What you will do> What is needed here is each entry reproduced exactly, without its pictures.

Stored entries
-----
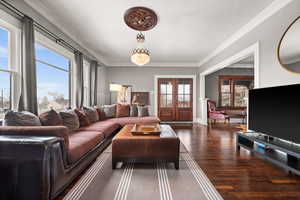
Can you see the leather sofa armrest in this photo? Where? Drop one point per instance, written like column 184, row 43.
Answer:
column 57, row 131
column 25, row 164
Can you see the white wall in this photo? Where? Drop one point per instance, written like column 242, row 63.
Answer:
column 25, row 8
column 268, row 34
column 142, row 78
column 103, row 93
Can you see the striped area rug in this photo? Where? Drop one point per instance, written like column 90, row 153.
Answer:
column 140, row 181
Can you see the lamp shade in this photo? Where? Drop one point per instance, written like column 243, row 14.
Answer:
column 115, row 87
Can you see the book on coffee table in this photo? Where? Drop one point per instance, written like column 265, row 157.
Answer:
column 146, row 129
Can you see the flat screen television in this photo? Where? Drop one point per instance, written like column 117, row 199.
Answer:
column 275, row 111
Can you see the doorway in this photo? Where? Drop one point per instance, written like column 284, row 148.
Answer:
column 175, row 99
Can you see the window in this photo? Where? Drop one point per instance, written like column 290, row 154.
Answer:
column 86, row 83
column 53, row 88
column 233, row 91
column 5, row 73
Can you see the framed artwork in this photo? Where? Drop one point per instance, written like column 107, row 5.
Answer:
column 140, row 98
column 124, row 95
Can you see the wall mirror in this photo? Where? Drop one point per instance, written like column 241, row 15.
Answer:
column 289, row 47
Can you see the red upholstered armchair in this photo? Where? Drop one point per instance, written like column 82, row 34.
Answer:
column 214, row 114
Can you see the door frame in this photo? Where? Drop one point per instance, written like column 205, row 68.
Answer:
column 251, row 50
column 194, row 77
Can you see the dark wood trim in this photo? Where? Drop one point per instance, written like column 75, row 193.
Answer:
column 232, row 92
column 176, row 111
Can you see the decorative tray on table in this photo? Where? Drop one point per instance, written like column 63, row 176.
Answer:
column 146, row 129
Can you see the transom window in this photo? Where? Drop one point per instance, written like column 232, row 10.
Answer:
column 53, row 82
column 166, row 94
column 184, row 93
column 5, row 73
column 233, row 91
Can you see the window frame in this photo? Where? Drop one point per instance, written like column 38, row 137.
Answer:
column 86, row 82
column 232, row 80
column 13, row 27
column 53, row 46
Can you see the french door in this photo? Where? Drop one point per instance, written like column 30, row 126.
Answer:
column 175, row 99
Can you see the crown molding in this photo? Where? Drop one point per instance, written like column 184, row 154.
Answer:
column 154, row 64
column 274, row 7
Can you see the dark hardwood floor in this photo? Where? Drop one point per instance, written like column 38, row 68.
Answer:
column 237, row 174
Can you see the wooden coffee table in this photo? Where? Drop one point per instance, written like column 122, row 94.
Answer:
column 145, row 148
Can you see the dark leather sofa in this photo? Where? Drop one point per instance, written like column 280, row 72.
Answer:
column 38, row 163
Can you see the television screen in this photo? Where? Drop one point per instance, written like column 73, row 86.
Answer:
column 275, row 111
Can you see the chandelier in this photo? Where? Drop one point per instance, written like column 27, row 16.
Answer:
column 140, row 56
column 140, row 19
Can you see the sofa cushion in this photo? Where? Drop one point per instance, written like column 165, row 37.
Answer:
column 70, row 119
column 122, row 110
column 133, row 120
column 83, row 118
column 143, row 111
column 13, row 118
column 110, row 111
column 51, row 118
column 91, row 113
column 81, row 142
column 133, row 110
column 100, row 113
column 107, row 127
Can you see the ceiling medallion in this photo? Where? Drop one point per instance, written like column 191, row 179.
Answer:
column 140, row 18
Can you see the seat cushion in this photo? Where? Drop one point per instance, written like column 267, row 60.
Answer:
column 107, row 127
column 81, row 142
column 133, row 120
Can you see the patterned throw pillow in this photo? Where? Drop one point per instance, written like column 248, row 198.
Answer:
column 143, row 111
column 83, row 118
column 91, row 113
column 110, row 111
column 122, row 110
column 51, row 118
column 101, row 113
column 133, row 110
column 70, row 119
column 24, row 118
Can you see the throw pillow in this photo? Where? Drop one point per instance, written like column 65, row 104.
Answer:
column 83, row 118
column 133, row 110
column 143, row 111
column 24, row 118
column 101, row 113
column 91, row 113
column 110, row 111
column 70, row 119
column 122, row 110
column 51, row 118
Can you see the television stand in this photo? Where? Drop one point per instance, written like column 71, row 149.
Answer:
column 280, row 152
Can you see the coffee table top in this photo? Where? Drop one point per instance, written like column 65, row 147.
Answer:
column 166, row 132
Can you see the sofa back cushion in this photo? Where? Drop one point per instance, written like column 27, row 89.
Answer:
column 51, row 118
column 24, row 118
column 101, row 113
column 110, row 111
column 143, row 111
column 70, row 119
column 91, row 113
column 122, row 110
column 83, row 118
column 133, row 110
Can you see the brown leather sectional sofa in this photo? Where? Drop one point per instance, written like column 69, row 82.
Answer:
column 38, row 163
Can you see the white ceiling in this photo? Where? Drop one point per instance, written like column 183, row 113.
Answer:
column 290, row 46
column 186, row 33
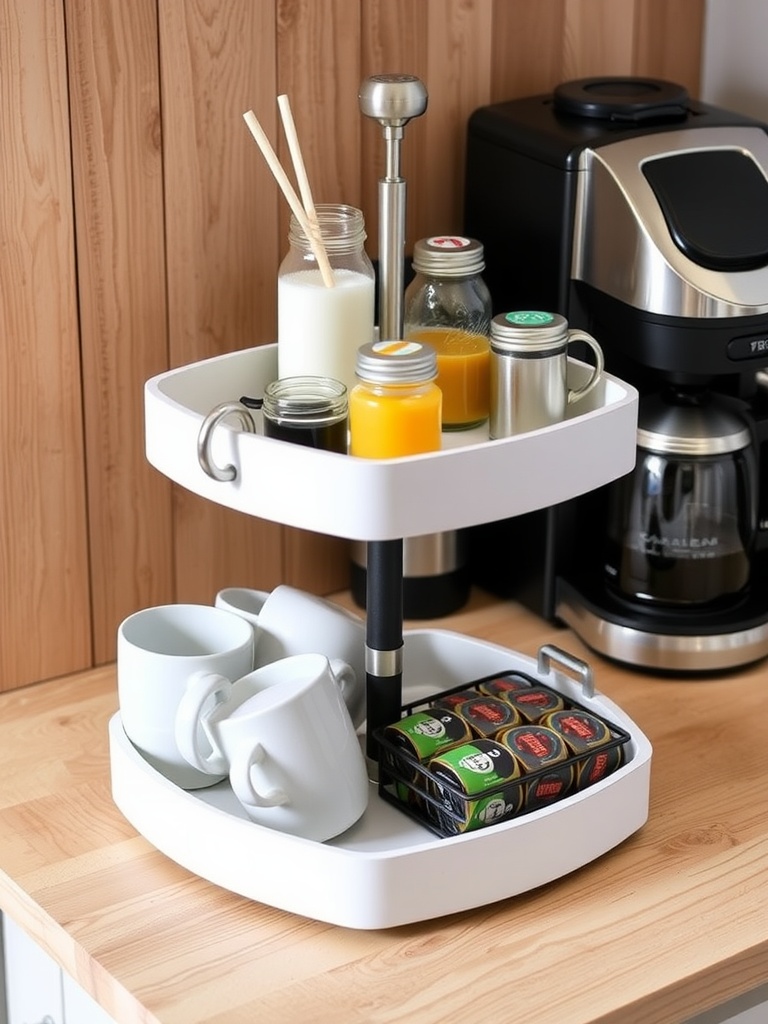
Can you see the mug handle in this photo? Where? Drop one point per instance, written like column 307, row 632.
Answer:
column 347, row 681
column 576, row 393
column 241, row 778
column 205, row 691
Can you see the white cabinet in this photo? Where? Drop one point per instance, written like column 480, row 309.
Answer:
column 79, row 1007
column 38, row 991
column 33, row 980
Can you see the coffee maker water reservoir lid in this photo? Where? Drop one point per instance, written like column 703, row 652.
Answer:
column 715, row 203
column 622, row 100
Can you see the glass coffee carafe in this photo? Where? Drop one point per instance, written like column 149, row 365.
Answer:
column 682, row 524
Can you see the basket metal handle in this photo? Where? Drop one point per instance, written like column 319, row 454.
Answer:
column 549, row 653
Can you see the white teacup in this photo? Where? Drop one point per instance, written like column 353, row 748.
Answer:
column 160, row 649
column 295, row 760
column 289, row 622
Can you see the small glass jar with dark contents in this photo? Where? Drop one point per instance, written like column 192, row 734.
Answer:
column 308, row 411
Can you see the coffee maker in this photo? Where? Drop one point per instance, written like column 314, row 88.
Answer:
column 641, row 215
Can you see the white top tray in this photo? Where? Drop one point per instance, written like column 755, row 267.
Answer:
column 471, row 480
column 387, row 869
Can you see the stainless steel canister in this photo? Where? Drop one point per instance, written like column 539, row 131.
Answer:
column 528, row 371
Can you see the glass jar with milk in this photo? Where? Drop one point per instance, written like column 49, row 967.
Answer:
column 321, row 328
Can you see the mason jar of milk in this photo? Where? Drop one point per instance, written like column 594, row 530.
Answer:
column 321, row 327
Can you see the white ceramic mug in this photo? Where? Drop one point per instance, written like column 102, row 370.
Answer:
column 289, row 622
column 295, row 760
column 159, row 650
column 210, row 698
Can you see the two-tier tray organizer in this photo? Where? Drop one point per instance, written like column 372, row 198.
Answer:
column 387, row 869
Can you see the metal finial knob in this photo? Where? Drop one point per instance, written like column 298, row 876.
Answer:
column 392, row 99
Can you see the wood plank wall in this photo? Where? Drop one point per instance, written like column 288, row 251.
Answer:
column 141, row 230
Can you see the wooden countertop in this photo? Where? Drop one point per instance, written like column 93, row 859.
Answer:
column 671, row 923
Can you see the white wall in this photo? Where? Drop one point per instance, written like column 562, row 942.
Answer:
column 735, row 56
-----
Output>
Can you see the leather sofa armrest in this photo? Where? Drop one point per instance, written like column 184, row 43.
Answer:
column 57, row 131
column 25, row 164
Can you see the white wall in this photo? Where? Drop one point per instance, written like column 242, row 63.
Answer:
column 25, row 8
column 268, row 34
column 142, row 78
column 103, row 93
Can you see the striped area rug in this photo? Where? Drop one point per instance, written like column 90, row 153.
Answer:
column 140, row 181
Can you see the lamp shade in this photo? Where? Drop one point per instance, written like column 243, row 14.
Answer:
column 115, row 87
Can you see the book on coffee table in this photo? Where? Drop one point per instance, written like column 265, row 157.
Answer:
column 146, row 129
Can you see the flat screen television in this photo? Where? Drop one point per instance, written like column 117, row 199.
Answer:
column 275, row 111
Can you see the doorway in this photo? Where? Drop one point per instance, written like column 284, row 148.
Answer:
column 175, row 99
Can you see the window in this photo? Where? Drop one point per instance, written like column 290, row 154.
Answer:
column 86, row 83
column 53, row 88
column 233, row 91
column 5, row 73
Can you see the framed artwork in this photo? Where? Drop one point per instance, written like column 107, row 5.
Answer:
column 140, row 98
column 124, row 95
Can you see the wall mirror in this photo? Where? Drop one point per instance, written like column 241, row 15.
Answer:
column 289, row 47
Can you see the red upholstered armchair in this photo? Where? Drop one point per instance, written like column 82, row 34.
Answer:
column 214, row 114
Can you see the door frame in this photo? Where? Drop one point per instance, written like column 205, row 68.
Answer:
column 251, row 50
column 194, row 77
Can you see the dark wood trim in this photo? Where? Drop one point per instance, written like column 75, row 193.
Answer:
column 232, row 92
column 176, row 111
Can you see the decorative tray on table in this photo? Where? Drop one point per instance, written like column 63, row 176.
Answer:
column 146, row 129
Can you see the transom window in this photo? Where? Drop one point per instance, written like column 232, row 10.
Answer:
column 53, row 82
column 166, row 94
column 184, row 93
column 5, row 73
column 233, row 91
Can you see the window frame in this photo? Where? Drop one point per instance, written like column 38, row 137.
Answer:
column 86, row 82
column 232, row 80
column 13, row 27
column 53, row 46
Can you see the french door in this photo? Where? Drop one point per instance, written like column 30, row 126.
Answer:
column 175, row 99
Can you see the crown molding in this photo? Where? Drop one point per instance, written like column 184, row 154.
Answer:
column 154, row 64
column 274, row 7
Can you see the dark hardwood floor in this photo? Where? Drop one point per instance, written like column 38, row 68.
Answer:
column 237, row 174
Can you see the wooden coffee table in this photo? Where? Drop one point per instance, written like column 122, row 94.
Answer:
column 145, row 148
Can you see the dark leather sofa in this photo? Where? Drop one point per instance, written like column 280, row 72.
Answer:
column 38, row 163
Can you see the television screen in this photo? Where? Drop one point per instance, written like column 73, row 86.
Answer:
column 275, row 111
Can you see the chandelier in this photo? Where? Drop one point per instance, written like column 27, row 16.
Answer:
column 140, row 56
column 140, row 19
Can you see the sofa cushion in this photo? Where? Drop one point per instance, written like column 165, row 37.
Answer:
column 70, row 119
column 122, row 110
column 133, row 120
column 83, row 118
column 143, row 111
column 13, row 118
column 110, row 111
column 51, row 118
column 91, row 113
column 81, row 142
column 133, row 110
column 100, row 113
column 107, row 127
Can you see the ceiling medallion in this photo? Where? Drop one point per instance, written like column 191, row 179.
Answer:
column 140, row 18
Can you see the seat cushion in this photo? Where? Drop one point per instance, written like column 267, row 60.
Answer:
column 107, row 127
column 81, row 142
column 133, row 120
Can you see the patterned throw pillow in this photo? Where? Drop one point per instance, written like column 248, row 198.
Answer:
column 143, row 111
column 83, row 118
column 91, row 113
column 110, row 111
column 122, row 110
column 51, row 118
column 101, row 113
column 133, row 110
column 70, row 119
column 24, row 118
Can you see the throw pillow in this photo? Where? Drop one point per instance, written like column 65, row 104.
Answer:
column 83, row 118
column 133, row 110
column 143, row 111
column 24, row 118
column 101, row 113
column 91, row 113
column 110, row 111
column 70, row 119
column 122, row 110
column 51, row 118
Can you see the television stand in this photo? Where? Drop one point per instance, written like column 71, row 149.
Answer:
column 280, row 152
Can you see the coffee table top in this photo? Where? Drop one point per instance, written like column 65, row 147.
Answer:
column 166, row 132
Can you see the sofa back cushion in this photo? Where? Drop one point per instance, written like column 27, row 89.
Answer:
column 51, row 118
column 24, row 118
column 101, row 113
column 110, row 111
column 143, row 111
column 70, row 119
column 91, row 113
column 122, row 110
column 83, row 118
column 133, row 110
Can you see the brown leather sectional sofa in this photo? Where? Drop one point per instance, written like column 69, row 82.
Answer:
column 38, row 163
Can you see the white ceiling in this photo? Where? Drop one point per instance, written like column 183, row 113.
Answer:
column 290, row 46
column 186, row 33
Can you see the mug handle in this photo? Where? Drop one point per instance, written like column 307, row 632.
Answer:
column 347, row 681
column 576, row 393
column 241, row 778
column 205, row 691
Can you see the white cabinet in this photo? Where? Drop one point per instance, written like column 480, row 309.
Answer:
column 79, row 1007
column 38, row 991
column 33, row 980
Can you see the coffee maker water reservoir lid in this photo? Where? Drop one point per instance, written like column 703, row 652.
Answer:
column 715, row 203
column 622, row 100
Can you see the glass coffee carafe in this photo? Where? Drop one point per instance, written like column 149, row 365.
Answer:
column 682, row 524
Can you see the basket metal handle in this photo? Where? Drop one point per instance, written like column 319, row 454.
Answer:
column 549, row 653
Can you see the white teacup in this photo? Where? Drop one point per instance, written like column 353, row 748.
Answer:
column 160, row 649
column 295, row 760
column 289, row 622
Can you see the small glass jar with dark contents in this photo? Where? Drop one point per instance, written like column 192, row 734.
Answer:
column 308, row 411
Can you see the coffee maker in this photo? Where? Drop one point per instance, written like column 314, row 88.
Answer:
column 641, row 215
Can you see the white top tray in this photo? Where? Drop one point per instance, written like column 755, row 267.
Answer:
column 471, row 480
column 387, row 869
Can you see the stainless steel canister in this photo? Where? Drop one point per instance, written like column 539, row 131.
Answer:
column 528, row 371
Can you see the glass jar with milk in this photo? Where? Drop one point per instance, written like column 49, row 967.
Answer:
column 321, row 328
Can you see the mason jar of milk in this photo? Where? Drop one point per instance, written like column 594, row 530.
Answer:
column 321, row 327
Can you see the white ceramic mug in this photo? Where? Drop one point per instance, written like column 102, row 370.
Answer:
column 289, row 622
column 295, row 760
column 159, row 650
column 210, row 698
Can you see the two-tier tray organizer in this photo? Where? Drop one point per instance, written like column 372, row 198.
Answer:
column 387, row 869
Can you see the metal finial knob in this photo? Where? Drop one point per instance, written like column 298, row 876.
Answer:
column 392, row 99
Can you see the wood plank wall in this photo? Where? Drop one point per instance, written like column 288, row 251.
Answer:
column 141, row 230
Can you see the wooden countertop in this photo? Where? Drop one point per instance, written like column 93, row 859.
Answer:
column 671, row 923
Can you see the white wall in this photo? Where? Drop one point per instance, written like column 562, row 942.
Answer:
column 735, row 56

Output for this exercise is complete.